Items listed in a dataset:
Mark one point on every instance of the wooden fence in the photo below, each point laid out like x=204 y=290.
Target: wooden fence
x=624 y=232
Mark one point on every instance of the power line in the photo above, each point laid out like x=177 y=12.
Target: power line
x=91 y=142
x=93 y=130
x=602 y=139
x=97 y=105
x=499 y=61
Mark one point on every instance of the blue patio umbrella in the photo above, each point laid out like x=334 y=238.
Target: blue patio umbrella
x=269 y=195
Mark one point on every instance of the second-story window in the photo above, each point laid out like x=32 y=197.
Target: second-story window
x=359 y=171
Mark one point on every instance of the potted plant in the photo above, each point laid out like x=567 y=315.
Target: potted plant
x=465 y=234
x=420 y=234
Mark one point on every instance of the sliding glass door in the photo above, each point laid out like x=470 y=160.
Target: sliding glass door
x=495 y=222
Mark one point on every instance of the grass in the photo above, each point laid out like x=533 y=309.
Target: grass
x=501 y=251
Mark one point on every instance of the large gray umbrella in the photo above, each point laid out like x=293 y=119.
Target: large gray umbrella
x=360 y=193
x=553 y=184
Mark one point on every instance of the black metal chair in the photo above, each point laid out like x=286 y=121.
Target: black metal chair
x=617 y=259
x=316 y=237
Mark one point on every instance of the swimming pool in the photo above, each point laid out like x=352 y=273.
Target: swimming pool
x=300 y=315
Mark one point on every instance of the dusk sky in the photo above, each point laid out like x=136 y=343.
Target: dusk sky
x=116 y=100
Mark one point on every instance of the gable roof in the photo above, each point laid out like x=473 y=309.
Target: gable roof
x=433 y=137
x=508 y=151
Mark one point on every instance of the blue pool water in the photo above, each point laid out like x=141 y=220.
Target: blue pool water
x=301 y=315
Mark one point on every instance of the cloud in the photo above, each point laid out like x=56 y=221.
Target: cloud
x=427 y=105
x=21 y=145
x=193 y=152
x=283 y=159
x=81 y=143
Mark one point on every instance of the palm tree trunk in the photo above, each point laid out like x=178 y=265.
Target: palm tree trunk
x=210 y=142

- Task to complete -
Each entry given above is to be duplicated exactly.

- The answer -
Mark one point on every instance of the wooden fence in the photo below, each point laid out like x=204 y=290.
Target: wooden fence
x=624 y=232
Mark one point on every instance of the power line in the photo above, each point laid out like x=177 y=12.
Target: power line
x=91 y=142
x=93 y=130
x=602 y=139
x=97 y=105
x=499 y=61
Mark one point on every instance of the blue patio umbrella in the photo above, each point laid out like x=334 y=238.
Target: blue patio umbrella
x=269 y=195
Mark one point on every instance of the second-story window in the photo above, each point laid out like x=32 y=197.
Target: second-story window
x=359 y=171
Mark one point on every instance of the potted plant in the photo above, each point laid out like x=567 y=315.
Target: potted plant
x=465 y=234
x=420 y=234
Mark one point on every instance of the sliding glass door in the photo above, each point laid out like x=470 y=160.
Target: sliding glass door
x=495 y=222
Mark one point on every instance of the grass in the photo above, each point laid out like x=533 y=309.
Target: grass
x=501 y=251
Mark one point on every instance of the large gray umbrella in the photo above, each point laid out like x=293 y=119.
Target: large gray umbrella
x=360 y=193
x=553 y=184
Mark one point on every instance of the black metal chair in the photo above, each point laid out like x=286 y=121.
Target: black metal chair
x=617 y=259
x=316 y=237
Mark one point on every instance of the swimming pool in the photo above, each point laid out like x=352 y=273.
Target: swimming pool
x=300 y=315
Mark one point on every instance of the dusk sky in the photo above, each point laid out like x=136 y=343.
Target: dusk sky
x=116 y=100
Mark one point on every instance of the gable roof in the photo above, each point laid out like x=473 y=309.
Target: gable roof
x=433 y=137
x=508 y=151
Mark one point on every instance of the blue pool water in the photo above, each point laid out like x=141 y=220.
Target: blue pool water
x=301 y=315
Mark one point on every instance of the cloud in the photo above, each point laid out like x=56 y=221.
Target: cloud
x=427 y=105
x=21 y=145
x=193 y=152
x=283 y=159
x=81 y=143
Mark one point on every instance of the palm tree trunk in the photo above, each point laid out like x=178 y=265.
Target: palm tree trunk
x=210 y=142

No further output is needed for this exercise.